_Stated problem_: Your task is to retype each line of the data below exactly.

===== Provided records

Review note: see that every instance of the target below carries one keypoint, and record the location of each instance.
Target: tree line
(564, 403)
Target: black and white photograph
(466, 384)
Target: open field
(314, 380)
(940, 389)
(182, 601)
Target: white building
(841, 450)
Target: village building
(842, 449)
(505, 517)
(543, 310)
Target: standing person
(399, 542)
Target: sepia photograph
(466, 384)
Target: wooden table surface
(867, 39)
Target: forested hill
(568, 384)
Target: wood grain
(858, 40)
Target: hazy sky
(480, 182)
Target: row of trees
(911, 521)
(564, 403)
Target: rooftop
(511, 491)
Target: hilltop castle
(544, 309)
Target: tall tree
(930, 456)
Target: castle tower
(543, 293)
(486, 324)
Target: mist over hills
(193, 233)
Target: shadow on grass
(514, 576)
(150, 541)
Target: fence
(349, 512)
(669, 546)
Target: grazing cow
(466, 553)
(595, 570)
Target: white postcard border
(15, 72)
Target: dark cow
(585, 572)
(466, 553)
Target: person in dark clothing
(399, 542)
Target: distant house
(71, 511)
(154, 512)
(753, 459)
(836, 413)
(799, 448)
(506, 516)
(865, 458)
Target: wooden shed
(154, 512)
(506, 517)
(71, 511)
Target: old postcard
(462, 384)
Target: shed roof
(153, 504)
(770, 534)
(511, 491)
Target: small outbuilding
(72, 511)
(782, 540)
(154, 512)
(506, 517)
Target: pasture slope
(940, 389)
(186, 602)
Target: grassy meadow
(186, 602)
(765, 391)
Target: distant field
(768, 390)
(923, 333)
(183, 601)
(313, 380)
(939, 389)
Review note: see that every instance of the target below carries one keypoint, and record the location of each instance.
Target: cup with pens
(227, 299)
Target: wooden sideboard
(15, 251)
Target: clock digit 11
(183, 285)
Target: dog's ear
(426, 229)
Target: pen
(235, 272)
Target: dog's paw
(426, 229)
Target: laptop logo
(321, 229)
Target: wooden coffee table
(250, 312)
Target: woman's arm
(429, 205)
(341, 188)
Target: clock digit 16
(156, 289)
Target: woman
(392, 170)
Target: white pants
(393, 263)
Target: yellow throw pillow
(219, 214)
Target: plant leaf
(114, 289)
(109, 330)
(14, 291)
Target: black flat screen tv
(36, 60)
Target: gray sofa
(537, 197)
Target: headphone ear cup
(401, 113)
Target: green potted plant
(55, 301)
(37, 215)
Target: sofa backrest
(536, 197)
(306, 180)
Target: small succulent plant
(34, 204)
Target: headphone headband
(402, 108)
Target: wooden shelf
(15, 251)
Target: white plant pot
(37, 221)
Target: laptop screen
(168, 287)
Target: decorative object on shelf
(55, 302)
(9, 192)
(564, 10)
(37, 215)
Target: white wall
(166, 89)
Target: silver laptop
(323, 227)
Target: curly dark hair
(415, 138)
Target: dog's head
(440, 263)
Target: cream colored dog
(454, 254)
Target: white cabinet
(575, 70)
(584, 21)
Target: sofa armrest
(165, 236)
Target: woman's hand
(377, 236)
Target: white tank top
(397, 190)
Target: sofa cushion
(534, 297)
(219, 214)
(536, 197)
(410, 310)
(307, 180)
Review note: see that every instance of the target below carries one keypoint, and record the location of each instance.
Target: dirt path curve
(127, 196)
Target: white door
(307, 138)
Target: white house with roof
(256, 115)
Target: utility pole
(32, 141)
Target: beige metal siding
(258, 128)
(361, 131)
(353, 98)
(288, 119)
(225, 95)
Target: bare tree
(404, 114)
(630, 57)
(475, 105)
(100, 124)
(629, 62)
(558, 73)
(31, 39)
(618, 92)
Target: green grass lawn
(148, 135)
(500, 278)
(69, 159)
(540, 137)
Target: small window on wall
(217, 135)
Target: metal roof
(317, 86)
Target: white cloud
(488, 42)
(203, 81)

==========

_Full response_:
Review note: see that every instance of the target below carries one keypoint, and record the location of each instance.
Target: tree line
(564, 403)
Target: black and white photograph
(466, 384)
Target: open field
(314, 380)
(940, 389)
(182, 601)
Target: white building
(841, 450)
Target: village building
(842, 449)
(505, 517)
(543, 310)
Target: standing person
(399, 542)
Target: sepia photograph
(466, 384)
Target: wooden table surface
(867, 39)
Target: forested hill
(568, 384)
Target: wood grain
(858, 40)
Target: hazy sky
(480, 182)
Target: row of trees
(911, 521)
(564, 403)
Target: rooftop
(511, 491)
Target: hilltop castle
(544, 309)
Target: tall tree
(930, 456)
Target: castle tower
(543, 293)
(486, 324)
Target: mist over hills
(193, 233)
Target: shadow on grass
(514, 576)
(150, 541)
Target: fence
(349, 512)
(669, 546)
Target: grazing cow
(466, 553)
(595, 570)
Target: white postcard border
(15, 72)
Target: dark cow
(585, 572)
(466, 553)
Target: person in dark clothing
(399, 542)
Target: distant house
(71, 511)
(154, 512)
(753, 459)
(836, 413)
(799, 448)
(506, 516)
(865, 458)
Target: wooden shed
(154, 512)
(506, 517)
(71, 511)
Target: old postcard
(462, 384)
Target: shed roof
(153, 504)
(770, 534)
(511, 491)
Target: small outbuilding
(72, 511)
(782, 540)
(154, 512)
(506, 517)
Target: pasture slope
(940, 389)
(186, 602)
Target: grassy meadow
(186, 602)
(765, 391)
Target: distant field
(768, 390)
(923, 333)
(183, 601)
(313, 380)
(939, 389)
Review note: see that every instance of the target below carries one keypoint, and record the location of each instance.
Target: cup with pens
(227, 299)
Target: wooden sideboard
(15, 251)
Target: clock digit 11
(183, 285)
Target: dog's ear
(426, 229)
Target: pen
(235, 272)
Target: dog's paw
(426, 229)
Target: laptop logo
(321, 229)
Target: wooden coffee table
(250, 312)
Target: woman's arm
(429, 205)
(341, 188)
Target: clock digit 16
(156, 289)
Target: woman
(392, 170)
Target: white pants
(393, 263)
Target: yellow throw pillow
(219, 214)
Target: plant leaf
(114, 289)
(109, 330)
(14, 291)
Target: black flat screen tv
(36, 60)
Target: gray sofa
(537, 197)
Target: headphone ear cup
(401, 113)
Target: green potted plant
(55, 301)
(37, 215)
Target: sofa backrest
(536, 197)
(306, 180)
Target: small succulent plant
(34, 204)
Target: headphone headband
(402, 108)
Target: wooden shelf
(15, 251)
Target: white plant pot
(37, 221)
Target: laptop screen
(168, 287)
Target: decorative object on shelf
(55, 302)
(9, 192)
(564, 10)
(37, 215)
Target: white wall
(166, 89)
Target: silver laptop
(323, 227)
Target: curly dark hair
(415, 138)
Target: dog's head
(440, 263)
Target: cream colored dog
(454, 254)
Target: white cabinet
(575, 70)
(584, 21)
Target: sofa armrest
(165, 236)
Target: woman's hand
(377, 236)
Target: white tank top
(397, 190)
Target: sofa cushion
(534, 297)
(219, 214)
(536, 197)
(410, 310)
(307, 180)
Review note: see that every instance of the target below carries one keypoint, and record the location of each instance.
Target: dirt path curve
(127, 196)
Target: white door
(307, 138)
Target: white house with roof
(256, 115)
Target: utility pole
(32, 141)
Target: beige metal siding
(258, 128)
(361, 131)
(353, 98)
(288, 119)
(225, 95)
Target: bare tree
(404, 114)
(630, 57)
(475, 105)
(100, 124)
(629, 62)
(558, 73)
(31, 39)
(618, 92)
Target: green grass lawn
(148, 135)
(500, 278)
(69, 159)
(540, 137)
Target: small window on wall
(217, 135)
Target: metal roof
(317, 86)
Target: white cloud
(488, 42)
(203, 81)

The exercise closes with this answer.